── Supplied data

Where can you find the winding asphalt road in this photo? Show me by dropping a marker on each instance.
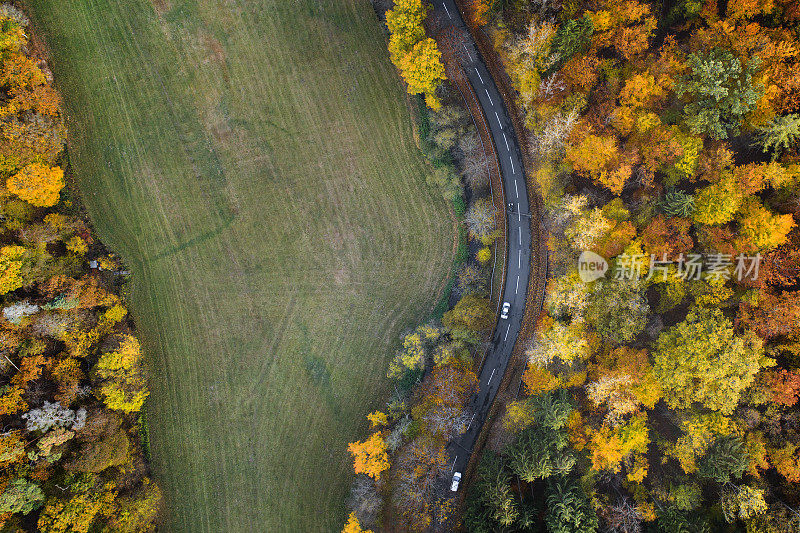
(519, 243)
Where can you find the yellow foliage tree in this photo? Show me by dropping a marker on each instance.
(422, 68)
(370, 456)
(37, 184)
(377, 419)
(11, 260)
(417, 57)
(352, 525)
(122, 386)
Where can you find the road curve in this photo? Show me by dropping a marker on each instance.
(519, 242)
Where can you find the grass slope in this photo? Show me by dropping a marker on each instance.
(253, 163)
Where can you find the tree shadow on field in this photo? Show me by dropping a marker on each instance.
(319, 374)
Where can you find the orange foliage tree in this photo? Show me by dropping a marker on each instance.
(37, 184)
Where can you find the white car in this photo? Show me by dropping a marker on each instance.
(456, 481)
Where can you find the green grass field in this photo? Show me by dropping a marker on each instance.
(253, 163)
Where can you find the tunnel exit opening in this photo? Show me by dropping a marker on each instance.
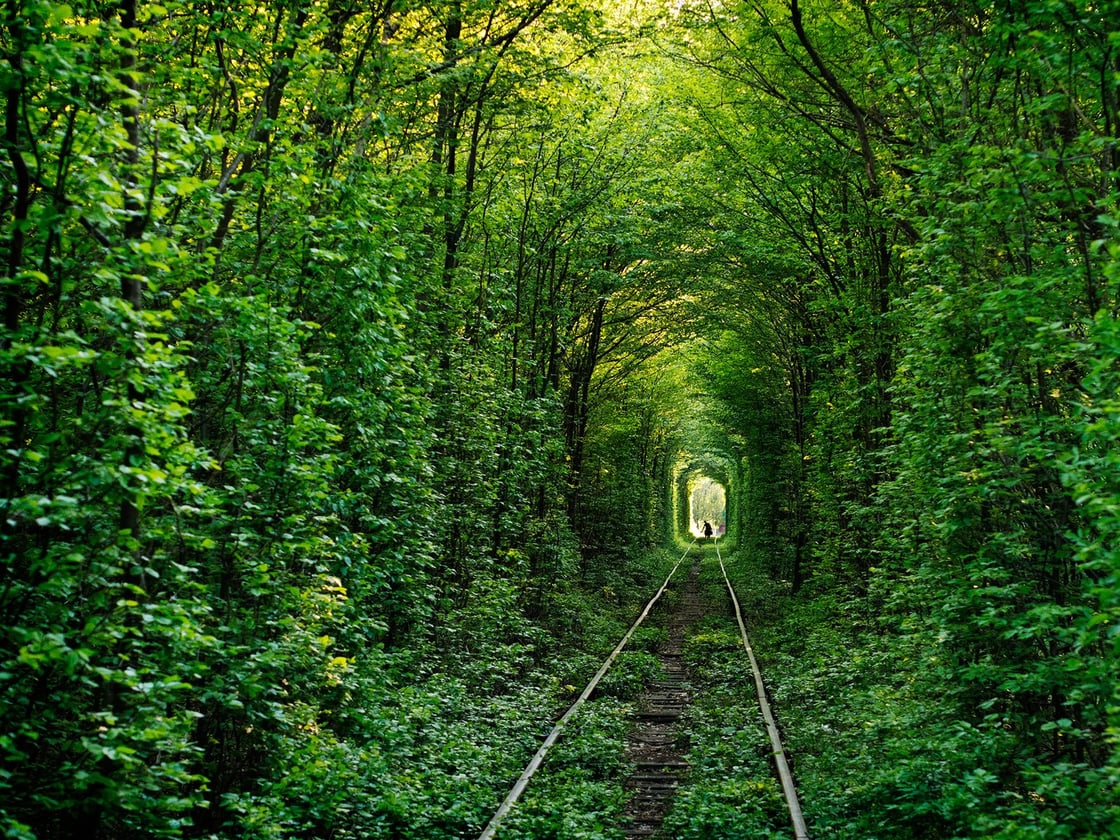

────

**Stated exercise**
Copy out the part of the listing that opens with the line containing "Where can you find the road" and runs through the end of the listing, keeping each line unchanged and including both ends. Leave the pictures out of your copy.

**Full solution**
Where can you find the road curve in this photo? Show me by dropping a marker on each instance.
(519, 242)
Where can you find the grass slope in this photo? Show me by dropping a marker on each instance.
(253, 163)
Where can you find the tree shadow on field in this photo? Show me by dropping a marker on each instance.
(319, 374)
Where can you find the orange foliage tree in this photo? Show me by dropping a marker on each instance.
(37, 184)
Where can you find the white car in this photo? Show me by dropping a marker on each instance.
(456, 481)
Where can you find the green grass field in this photo? Show me by dropping a marker on each instance.
(253, 163)
Where can you find the tunnel exit opening in this photo? Show me by dropping a marker on each instance.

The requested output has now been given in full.